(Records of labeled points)

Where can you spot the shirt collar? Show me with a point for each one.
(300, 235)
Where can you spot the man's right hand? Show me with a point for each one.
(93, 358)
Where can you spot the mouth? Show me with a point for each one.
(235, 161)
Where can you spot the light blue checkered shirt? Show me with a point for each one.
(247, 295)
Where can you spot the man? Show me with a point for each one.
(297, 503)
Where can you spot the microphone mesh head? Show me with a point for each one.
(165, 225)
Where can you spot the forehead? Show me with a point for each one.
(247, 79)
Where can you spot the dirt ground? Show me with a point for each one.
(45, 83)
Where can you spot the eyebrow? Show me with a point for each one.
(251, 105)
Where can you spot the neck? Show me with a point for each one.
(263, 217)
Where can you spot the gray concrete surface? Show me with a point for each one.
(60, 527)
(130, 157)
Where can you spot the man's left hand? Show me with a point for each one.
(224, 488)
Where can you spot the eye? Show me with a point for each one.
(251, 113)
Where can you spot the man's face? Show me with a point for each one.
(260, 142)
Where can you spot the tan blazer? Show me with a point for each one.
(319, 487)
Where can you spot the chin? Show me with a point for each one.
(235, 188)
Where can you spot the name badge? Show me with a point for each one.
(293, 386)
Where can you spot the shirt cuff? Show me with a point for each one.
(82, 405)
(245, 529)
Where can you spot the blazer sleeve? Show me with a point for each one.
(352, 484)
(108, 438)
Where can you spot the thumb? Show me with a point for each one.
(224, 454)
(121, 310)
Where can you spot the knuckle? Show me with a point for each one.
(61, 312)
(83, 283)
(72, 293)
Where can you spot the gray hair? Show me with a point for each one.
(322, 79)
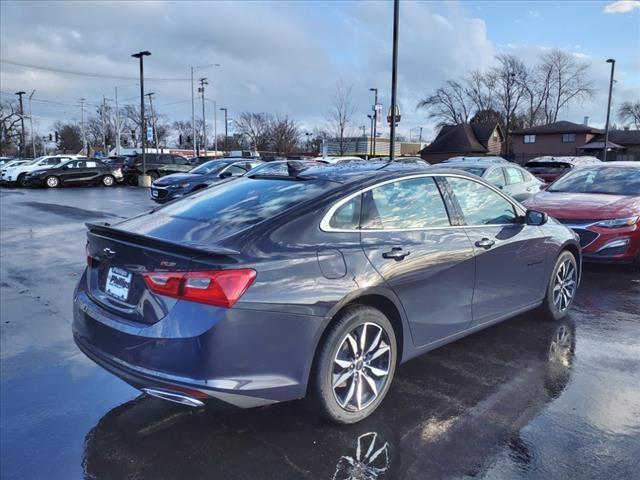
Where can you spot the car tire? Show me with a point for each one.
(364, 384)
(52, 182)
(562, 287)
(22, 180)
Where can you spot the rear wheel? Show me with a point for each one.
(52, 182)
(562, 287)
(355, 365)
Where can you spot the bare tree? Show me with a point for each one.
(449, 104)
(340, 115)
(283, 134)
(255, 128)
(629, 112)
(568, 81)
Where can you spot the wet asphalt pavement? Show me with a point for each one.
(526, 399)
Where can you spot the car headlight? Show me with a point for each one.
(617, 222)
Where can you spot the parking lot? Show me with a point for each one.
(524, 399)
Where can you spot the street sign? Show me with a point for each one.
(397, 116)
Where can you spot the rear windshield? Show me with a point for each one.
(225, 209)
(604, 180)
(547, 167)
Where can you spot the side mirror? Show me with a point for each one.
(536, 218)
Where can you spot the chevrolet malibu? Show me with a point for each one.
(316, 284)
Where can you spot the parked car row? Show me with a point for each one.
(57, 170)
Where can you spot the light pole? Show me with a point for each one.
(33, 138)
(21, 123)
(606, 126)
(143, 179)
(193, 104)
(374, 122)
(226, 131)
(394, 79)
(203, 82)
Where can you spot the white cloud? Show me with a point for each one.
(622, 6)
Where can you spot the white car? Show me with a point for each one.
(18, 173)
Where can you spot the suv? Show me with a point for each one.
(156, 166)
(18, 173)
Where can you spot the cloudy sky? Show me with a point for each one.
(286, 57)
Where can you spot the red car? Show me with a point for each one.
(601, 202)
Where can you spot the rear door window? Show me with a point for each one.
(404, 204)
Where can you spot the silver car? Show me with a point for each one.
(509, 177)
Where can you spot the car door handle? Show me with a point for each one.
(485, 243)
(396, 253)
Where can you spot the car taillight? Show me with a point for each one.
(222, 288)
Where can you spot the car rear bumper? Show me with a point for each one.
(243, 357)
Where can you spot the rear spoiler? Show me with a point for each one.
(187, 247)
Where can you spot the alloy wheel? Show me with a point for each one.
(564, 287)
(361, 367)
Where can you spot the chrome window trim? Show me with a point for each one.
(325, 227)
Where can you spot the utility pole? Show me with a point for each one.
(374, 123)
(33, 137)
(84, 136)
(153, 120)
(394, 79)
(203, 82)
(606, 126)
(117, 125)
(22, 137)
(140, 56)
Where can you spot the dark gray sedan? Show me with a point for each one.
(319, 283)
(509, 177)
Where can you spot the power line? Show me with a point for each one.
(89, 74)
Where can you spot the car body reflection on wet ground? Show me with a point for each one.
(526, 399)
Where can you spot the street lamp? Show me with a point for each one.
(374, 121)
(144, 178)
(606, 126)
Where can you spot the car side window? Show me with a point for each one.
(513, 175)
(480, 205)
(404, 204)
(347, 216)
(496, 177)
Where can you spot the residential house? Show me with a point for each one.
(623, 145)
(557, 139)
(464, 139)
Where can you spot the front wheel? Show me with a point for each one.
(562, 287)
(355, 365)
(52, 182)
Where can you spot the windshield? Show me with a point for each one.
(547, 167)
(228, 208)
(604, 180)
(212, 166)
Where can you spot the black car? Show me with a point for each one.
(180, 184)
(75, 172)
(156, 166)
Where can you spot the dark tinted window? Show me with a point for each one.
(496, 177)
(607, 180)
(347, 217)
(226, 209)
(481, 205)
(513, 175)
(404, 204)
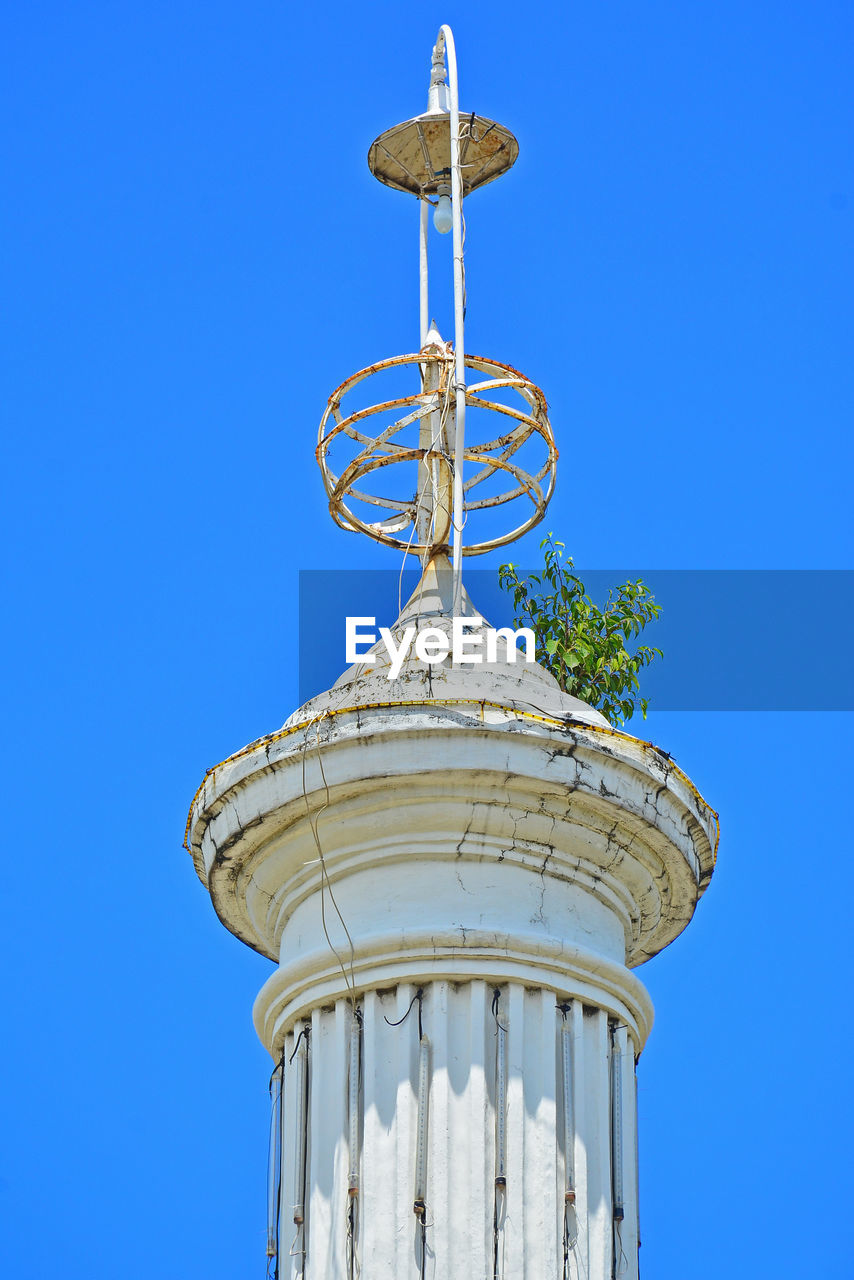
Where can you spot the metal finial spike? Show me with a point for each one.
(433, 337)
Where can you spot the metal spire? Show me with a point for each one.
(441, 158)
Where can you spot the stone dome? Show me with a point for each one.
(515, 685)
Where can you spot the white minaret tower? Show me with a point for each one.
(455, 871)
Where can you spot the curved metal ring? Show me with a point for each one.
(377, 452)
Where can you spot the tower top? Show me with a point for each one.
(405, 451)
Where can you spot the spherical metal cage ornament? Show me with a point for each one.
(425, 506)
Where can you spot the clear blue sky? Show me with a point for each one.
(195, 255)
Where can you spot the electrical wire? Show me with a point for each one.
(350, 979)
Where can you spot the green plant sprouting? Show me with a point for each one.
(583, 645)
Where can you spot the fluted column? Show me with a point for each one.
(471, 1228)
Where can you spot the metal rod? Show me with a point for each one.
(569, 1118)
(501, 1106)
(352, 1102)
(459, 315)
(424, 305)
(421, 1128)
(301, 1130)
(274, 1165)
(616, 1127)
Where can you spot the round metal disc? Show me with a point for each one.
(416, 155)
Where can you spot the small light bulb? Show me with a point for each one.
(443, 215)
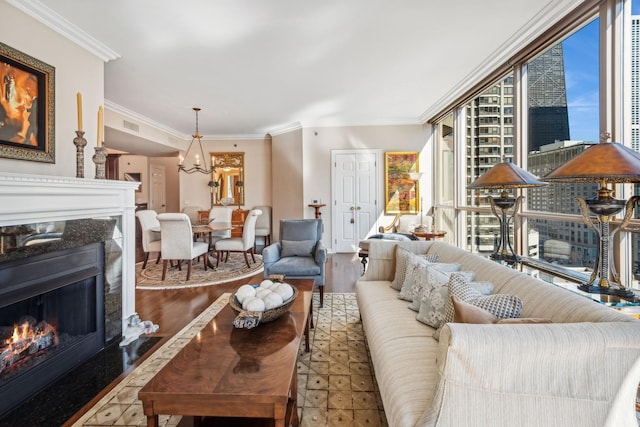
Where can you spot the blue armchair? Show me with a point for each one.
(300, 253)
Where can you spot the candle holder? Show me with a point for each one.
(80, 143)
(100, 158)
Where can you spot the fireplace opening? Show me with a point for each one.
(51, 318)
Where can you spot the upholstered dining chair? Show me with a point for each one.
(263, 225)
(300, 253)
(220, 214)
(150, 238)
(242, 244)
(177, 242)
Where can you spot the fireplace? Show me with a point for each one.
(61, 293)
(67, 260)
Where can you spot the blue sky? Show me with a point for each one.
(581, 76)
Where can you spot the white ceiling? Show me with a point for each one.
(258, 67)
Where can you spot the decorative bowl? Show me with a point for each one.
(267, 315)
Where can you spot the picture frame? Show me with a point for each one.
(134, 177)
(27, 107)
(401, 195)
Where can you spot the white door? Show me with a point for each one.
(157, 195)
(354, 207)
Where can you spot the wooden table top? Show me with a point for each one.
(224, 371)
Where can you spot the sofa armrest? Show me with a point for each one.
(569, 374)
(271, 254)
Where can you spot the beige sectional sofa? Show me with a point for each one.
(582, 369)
...
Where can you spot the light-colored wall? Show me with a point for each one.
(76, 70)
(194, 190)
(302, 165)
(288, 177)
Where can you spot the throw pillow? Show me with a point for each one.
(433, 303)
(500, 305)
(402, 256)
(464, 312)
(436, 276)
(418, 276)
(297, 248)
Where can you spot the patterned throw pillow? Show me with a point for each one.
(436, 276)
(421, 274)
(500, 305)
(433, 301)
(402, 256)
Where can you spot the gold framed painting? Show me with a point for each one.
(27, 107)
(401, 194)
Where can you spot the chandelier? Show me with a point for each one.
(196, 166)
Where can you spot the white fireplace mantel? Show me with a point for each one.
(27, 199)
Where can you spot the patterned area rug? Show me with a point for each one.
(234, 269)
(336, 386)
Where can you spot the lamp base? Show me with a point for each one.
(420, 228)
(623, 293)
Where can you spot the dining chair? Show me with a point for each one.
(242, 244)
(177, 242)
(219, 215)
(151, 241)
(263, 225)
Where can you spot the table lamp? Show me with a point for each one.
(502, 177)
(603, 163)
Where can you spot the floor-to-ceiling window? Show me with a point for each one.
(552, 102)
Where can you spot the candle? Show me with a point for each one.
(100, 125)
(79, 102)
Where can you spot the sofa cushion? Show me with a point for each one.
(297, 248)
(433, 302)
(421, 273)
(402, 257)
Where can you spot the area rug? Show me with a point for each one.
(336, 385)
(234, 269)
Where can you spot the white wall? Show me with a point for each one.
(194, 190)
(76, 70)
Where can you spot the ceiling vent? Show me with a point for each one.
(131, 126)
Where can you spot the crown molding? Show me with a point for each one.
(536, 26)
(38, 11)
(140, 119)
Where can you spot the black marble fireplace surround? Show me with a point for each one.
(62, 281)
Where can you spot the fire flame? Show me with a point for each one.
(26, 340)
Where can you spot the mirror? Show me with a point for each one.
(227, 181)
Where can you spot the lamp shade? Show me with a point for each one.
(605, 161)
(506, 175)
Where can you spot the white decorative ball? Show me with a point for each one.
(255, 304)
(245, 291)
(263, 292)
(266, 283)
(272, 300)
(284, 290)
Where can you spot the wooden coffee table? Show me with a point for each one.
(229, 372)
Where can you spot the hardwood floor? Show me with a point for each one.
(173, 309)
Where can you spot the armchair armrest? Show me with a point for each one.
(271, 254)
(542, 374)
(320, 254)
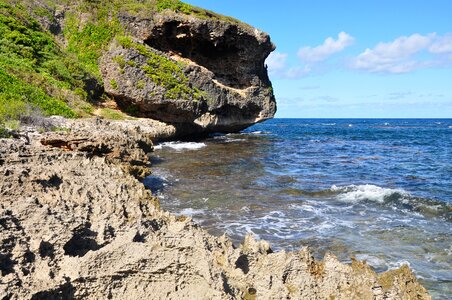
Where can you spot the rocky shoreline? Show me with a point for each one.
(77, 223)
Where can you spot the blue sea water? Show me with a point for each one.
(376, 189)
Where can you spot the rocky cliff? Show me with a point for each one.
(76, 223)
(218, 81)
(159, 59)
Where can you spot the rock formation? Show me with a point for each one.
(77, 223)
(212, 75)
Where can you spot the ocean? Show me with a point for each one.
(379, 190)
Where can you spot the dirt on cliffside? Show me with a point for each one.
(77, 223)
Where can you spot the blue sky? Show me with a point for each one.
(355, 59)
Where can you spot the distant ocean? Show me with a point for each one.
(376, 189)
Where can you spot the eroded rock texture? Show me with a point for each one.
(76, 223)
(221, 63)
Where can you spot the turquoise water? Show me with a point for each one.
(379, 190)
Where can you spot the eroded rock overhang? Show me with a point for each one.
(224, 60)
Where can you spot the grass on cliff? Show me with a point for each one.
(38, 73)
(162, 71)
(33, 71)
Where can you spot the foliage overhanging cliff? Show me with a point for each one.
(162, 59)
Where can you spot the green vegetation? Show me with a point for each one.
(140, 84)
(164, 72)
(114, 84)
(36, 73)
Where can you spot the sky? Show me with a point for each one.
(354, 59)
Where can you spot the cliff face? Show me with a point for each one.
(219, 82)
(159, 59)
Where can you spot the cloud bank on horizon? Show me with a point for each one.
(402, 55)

• WHAT TO WORK ON: State only the number of lines in the records above that contain the string "blazer".

• RESULT FOR THIS TASK: 2